-- Records for this exercise start --

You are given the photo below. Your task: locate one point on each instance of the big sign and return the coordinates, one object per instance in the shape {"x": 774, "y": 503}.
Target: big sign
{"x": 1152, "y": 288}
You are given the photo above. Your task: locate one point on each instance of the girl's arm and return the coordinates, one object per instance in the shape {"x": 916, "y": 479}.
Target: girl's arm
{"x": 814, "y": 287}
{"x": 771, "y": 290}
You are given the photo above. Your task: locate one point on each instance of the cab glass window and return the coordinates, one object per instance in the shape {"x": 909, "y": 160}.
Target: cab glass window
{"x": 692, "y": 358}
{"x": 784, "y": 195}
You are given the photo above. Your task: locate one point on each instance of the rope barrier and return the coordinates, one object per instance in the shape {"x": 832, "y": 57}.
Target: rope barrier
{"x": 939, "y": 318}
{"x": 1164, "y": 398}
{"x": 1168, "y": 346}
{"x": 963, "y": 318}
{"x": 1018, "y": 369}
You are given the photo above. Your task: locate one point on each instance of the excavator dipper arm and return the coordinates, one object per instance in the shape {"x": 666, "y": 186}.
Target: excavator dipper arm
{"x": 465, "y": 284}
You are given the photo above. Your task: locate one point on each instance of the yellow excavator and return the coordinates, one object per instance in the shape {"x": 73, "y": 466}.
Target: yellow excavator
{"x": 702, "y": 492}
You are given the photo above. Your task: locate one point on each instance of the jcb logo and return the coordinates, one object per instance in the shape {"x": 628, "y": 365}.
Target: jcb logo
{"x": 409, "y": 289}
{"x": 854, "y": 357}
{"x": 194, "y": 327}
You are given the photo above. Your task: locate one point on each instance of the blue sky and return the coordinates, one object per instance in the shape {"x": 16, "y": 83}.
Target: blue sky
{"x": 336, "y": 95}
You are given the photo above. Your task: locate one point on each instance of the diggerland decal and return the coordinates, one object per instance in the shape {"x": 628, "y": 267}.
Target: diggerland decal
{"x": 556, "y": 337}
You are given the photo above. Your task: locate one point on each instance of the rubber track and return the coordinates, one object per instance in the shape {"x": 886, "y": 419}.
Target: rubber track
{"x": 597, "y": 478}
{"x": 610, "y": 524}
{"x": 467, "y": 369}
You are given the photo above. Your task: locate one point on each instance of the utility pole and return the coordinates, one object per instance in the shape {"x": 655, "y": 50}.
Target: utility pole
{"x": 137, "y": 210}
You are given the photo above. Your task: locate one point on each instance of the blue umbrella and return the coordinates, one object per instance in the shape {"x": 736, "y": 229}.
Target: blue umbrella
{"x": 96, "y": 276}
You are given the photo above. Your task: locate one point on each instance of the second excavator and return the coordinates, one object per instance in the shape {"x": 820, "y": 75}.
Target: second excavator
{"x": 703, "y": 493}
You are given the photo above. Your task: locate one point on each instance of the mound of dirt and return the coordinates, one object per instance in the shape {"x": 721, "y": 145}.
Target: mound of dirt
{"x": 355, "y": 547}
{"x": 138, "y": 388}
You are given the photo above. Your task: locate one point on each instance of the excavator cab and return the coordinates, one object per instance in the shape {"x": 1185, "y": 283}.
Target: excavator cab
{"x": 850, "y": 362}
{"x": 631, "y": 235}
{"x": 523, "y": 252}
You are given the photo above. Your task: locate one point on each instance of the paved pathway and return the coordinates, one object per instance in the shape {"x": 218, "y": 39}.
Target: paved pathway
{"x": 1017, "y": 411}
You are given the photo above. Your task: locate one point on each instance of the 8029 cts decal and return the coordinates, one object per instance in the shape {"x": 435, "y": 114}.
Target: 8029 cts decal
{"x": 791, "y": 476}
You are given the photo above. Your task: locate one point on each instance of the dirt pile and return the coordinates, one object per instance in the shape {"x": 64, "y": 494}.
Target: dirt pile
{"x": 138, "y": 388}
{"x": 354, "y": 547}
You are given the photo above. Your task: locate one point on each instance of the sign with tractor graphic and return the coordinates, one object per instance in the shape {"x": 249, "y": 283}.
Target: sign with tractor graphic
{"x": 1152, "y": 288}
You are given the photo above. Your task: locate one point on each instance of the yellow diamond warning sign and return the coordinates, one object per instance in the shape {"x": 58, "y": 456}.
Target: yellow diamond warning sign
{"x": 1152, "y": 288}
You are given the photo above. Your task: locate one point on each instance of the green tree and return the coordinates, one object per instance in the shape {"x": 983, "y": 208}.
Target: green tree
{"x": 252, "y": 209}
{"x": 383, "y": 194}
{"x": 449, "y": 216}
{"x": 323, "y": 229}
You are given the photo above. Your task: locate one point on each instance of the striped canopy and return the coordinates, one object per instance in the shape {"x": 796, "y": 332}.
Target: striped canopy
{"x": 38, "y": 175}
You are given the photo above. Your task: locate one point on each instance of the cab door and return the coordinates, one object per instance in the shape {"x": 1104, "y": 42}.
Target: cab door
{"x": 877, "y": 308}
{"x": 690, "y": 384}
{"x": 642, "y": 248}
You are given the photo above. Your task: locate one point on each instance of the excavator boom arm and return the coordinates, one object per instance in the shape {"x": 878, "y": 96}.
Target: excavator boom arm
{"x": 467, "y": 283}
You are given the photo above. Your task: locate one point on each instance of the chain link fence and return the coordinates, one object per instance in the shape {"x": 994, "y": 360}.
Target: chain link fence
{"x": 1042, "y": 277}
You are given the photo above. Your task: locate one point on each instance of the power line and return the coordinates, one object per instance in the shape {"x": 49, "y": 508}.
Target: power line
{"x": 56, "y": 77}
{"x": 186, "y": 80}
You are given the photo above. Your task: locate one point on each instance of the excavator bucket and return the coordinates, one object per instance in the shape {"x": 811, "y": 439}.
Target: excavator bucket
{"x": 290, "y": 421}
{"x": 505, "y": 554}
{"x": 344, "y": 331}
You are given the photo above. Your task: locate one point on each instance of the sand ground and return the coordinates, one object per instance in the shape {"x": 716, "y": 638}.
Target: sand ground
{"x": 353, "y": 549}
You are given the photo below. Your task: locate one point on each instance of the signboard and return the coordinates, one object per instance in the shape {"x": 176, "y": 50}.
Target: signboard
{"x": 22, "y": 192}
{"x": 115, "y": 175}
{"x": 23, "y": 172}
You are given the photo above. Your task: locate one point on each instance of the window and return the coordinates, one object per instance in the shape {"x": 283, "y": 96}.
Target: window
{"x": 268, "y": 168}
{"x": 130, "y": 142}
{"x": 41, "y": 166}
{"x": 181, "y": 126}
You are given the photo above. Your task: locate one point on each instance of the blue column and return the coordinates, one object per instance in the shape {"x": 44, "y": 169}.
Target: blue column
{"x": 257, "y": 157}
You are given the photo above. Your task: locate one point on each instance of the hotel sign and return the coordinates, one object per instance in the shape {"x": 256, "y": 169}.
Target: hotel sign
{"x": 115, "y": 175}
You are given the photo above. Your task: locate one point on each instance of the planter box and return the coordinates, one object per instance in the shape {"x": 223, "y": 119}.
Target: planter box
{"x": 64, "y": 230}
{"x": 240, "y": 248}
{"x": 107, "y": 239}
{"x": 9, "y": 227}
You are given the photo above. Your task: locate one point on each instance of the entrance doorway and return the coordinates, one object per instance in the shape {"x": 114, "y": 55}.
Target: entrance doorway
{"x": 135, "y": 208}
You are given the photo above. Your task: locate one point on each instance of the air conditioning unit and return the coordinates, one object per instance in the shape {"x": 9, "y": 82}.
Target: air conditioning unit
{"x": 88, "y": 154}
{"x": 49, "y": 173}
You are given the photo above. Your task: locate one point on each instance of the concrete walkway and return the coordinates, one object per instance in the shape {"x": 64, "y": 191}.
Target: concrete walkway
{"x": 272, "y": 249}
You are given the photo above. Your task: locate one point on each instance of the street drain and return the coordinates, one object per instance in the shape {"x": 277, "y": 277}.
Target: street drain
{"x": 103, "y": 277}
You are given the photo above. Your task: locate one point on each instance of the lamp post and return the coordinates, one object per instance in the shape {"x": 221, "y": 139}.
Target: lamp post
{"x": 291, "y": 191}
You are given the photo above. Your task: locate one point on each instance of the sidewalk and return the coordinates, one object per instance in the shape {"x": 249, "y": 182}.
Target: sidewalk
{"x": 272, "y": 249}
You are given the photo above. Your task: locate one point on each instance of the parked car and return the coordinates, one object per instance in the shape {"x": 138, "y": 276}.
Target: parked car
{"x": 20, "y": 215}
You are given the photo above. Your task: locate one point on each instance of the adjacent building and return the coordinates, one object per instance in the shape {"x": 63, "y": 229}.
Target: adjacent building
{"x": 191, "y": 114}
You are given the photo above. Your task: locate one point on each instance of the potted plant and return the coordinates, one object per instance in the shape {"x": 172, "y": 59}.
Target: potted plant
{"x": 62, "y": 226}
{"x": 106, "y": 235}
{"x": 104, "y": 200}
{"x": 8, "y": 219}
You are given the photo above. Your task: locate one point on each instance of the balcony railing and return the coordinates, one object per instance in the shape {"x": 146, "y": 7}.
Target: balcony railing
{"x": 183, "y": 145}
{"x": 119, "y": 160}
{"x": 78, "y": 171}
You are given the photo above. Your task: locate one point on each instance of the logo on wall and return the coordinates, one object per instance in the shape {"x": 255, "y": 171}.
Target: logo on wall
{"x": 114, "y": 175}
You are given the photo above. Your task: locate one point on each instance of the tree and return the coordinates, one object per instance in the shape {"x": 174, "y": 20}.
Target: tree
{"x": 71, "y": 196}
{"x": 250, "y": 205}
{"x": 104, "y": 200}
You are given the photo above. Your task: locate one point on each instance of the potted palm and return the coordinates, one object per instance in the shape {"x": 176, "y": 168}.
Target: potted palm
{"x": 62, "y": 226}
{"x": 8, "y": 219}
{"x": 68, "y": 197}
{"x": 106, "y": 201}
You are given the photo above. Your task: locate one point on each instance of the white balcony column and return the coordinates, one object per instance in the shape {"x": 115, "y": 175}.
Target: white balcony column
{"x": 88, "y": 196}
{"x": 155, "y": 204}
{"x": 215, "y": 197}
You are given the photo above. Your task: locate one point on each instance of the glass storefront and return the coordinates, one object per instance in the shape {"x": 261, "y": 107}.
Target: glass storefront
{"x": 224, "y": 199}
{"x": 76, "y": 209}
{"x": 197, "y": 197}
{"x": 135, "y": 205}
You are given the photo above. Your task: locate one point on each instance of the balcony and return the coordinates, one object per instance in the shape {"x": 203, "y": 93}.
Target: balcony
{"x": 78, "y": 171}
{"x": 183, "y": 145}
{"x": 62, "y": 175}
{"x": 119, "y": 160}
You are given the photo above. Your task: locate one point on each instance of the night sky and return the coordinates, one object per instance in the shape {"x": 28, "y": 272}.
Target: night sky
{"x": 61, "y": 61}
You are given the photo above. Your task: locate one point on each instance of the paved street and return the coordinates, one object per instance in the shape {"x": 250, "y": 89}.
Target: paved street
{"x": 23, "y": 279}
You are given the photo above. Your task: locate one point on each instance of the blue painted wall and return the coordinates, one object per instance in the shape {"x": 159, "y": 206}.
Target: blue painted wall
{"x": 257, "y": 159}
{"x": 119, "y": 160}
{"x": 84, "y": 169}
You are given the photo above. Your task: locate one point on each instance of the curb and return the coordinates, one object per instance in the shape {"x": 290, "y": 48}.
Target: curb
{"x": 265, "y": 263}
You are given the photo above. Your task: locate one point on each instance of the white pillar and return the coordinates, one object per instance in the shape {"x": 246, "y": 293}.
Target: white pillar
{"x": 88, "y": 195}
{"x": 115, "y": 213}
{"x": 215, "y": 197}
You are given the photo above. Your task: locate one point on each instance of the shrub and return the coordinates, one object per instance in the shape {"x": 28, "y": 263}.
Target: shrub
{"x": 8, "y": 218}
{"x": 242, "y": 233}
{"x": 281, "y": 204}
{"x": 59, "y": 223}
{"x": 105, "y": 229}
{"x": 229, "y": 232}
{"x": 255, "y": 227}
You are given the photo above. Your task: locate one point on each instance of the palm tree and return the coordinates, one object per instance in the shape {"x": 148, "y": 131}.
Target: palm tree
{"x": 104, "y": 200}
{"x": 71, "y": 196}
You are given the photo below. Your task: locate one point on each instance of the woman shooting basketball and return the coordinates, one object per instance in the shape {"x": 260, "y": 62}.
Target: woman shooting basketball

-- Records for this exercise end --

=== What the task asks ===
Copy out the material word for word, starting with the line that contains "the blue painted" and going on through the final line of the material.

=== Right answer ===
You are given the photo above. Your task: locate one point on each instance of the blue painted wall and return the coordinates, one object per instance in the shape {"x": 159, "y": 206}.
Target: blue painted wall
{"x": 257, "y": 159}
{"x": 119, "y": 160}
{"x": 84, "y": 169}
You are given the photo above. Your task: locate one point on each instance of the curb and return the coordinates, one object per instance in the shape {"x": 290, "y": 48}.
Target: curb
{"x": 265, "y": 263}
You are given the photo above. Your task: locate one point on each instance of the white pillar and return the coordinates, one object per instance in the shape {"x": 246, "y": 293}.
Target: white pillar
{"x": 88, "y": 195}
{"x": 115, "y": 213}
{"x": 215, "y": 197}
You are given the photo above. Your task: locate one point on each instance of the shrub and return the coordinates, one object per instance in the shape {"x": 28, "y": 263}.
Target: shrub
{"x": 8, "y": 218}
{"x": 242, "y": 233}
{"x": 281, "y": 204}
{"x": 59, "y": 223}
{"x": 105, "y": 229}
{"x": 229, "y": 232}
{"x": 255, "y": 227}
You are given the photo above. Your task: locate one point on each instance of the palm tree and return the coordinates, one object per instance in the shape {"x": 148, "y": 131}.
Target: palm tree
{"x": 104, "y": 200}
{"x": 71, "y": 196}
You are given the photo below. Your task: locate one point on each instance of the woman shooting basketball and return the coordinates, one object per instance in the shape {"x": 260, "y": 62}.
Target: woman shooting basketball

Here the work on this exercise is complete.